Required work: Every record below is to be reproduced exactly.

=== Section Start ===

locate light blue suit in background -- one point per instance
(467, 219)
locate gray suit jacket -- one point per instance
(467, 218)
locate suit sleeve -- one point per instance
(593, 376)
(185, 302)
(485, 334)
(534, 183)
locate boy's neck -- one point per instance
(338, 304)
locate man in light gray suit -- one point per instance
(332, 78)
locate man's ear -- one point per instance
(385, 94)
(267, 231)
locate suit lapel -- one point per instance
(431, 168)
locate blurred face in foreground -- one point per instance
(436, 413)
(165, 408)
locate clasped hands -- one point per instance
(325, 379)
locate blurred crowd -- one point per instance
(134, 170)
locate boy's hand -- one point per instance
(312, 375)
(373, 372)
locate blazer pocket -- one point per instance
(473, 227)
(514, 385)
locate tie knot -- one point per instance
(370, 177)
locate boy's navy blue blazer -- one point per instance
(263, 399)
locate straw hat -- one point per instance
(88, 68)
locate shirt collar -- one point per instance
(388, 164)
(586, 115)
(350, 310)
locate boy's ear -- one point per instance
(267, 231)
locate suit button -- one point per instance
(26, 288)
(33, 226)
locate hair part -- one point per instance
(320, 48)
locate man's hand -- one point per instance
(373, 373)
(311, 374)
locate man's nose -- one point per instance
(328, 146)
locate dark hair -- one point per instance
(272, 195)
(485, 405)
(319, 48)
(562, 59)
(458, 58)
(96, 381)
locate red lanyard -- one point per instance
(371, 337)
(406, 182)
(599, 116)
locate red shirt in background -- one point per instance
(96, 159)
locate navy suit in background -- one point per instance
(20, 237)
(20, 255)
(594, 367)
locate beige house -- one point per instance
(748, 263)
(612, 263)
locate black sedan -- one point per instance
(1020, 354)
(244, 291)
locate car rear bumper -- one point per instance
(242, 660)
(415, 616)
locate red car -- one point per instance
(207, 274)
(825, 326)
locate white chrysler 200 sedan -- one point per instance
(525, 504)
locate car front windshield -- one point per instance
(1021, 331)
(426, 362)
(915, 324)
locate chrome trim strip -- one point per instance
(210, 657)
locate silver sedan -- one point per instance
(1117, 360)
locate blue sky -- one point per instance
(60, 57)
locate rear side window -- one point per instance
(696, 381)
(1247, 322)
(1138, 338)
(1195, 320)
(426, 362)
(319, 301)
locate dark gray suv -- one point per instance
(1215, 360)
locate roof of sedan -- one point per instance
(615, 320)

=== Section End ===

Task answer:
locate light blue suit in background -- one point per instance
(467, 219)
locate gray suit jacket -- one point per instance
(467, 218)
locate suit sleeve -- one point per instance
(593, 376)
(185, 302)
(485, 334)
(534, 183)
locate boy's neck -- one point per instance
(338, 304)
locate man in light gray suit -- one point per instance
(332, 78)
locate man's ear -- one point per instance
(385, 94)
(267, 231)
locate suit lapel -- one point per instance
(431, 168)
locate blurred face in foreground -- one point per instance
(436, 413)
(165, 408)
locate clasped hands -- one point per instance
(325, 379)
locate blurred crowd -- one point per instance
(134, 170)
locate boy's hand -- one point per instance
(312, 375)
(373, 372)
locate blazer pocket -- one point per instance
(473, 227)
(514, 385)
locate tie knot -- one point per instance
(370, 177)
locate boy's navy blue blazer -- one point per instance
(263, 399)
locate straw hat -- one point per instance
(88, 68)
locate shirt collar -- one point per instance
(388, 164)
(586, 115)
(350, 310)
locate boy's ear -- one point per instance
(267, 231)
locate suit button -- one point per instance
(26, 288)
(33, 226)
locate hair part -- one point per instance
(320, 48)
locate man's hand -- one point per instance
(373, 373)
(311, 374)
locate man's nose -- one point per instance
(328, 146)
locate dark hair -- one point per instance
(272, 195)
(485, 405)
(319, 48)
(562, 59)
(458, 58)
(96, 381)
locate red lanyard -- one point per instance
(371, 337)
(406, 182)
(599, 116)
locate red shirt in background -- one point per instance
(96, 159)
locate navy suit in background -- one point per instance
(20, 237)
(20, 255)
(594, 367)
locate beige house -- one point per instance
(748, 263)
(612, 263)
locate black sedan -- one point per instance
(1020, 354)
(244, 291)
locate car rear bumper -- one point per instance
(242, 660)
(415, 616)
locate red car -- one point per instance
(207, 274)
(825, 326)
locate white chrysler 200 sedan -- one point per instance
(525, 504)
locate car front windshield -- one point per instance
(1021, 331)
(426, 362)
(915, 324)
locate chrome trim strip -- one point per instance
(210, 657)
locate silver sedan -- one point per instance
(1117, 360)
locate blue sky -- one point per instance
(60, 57)
locate rear side window -- one point per instance
(696, 381)
(1247, 322)
(1138, 338)
(1195, 320)
(426, 362)
(319, 301)
locate dark gray suv -- one point per instance
(1215, 360)
locate roof of sedan -- one point per instance
(615, 320)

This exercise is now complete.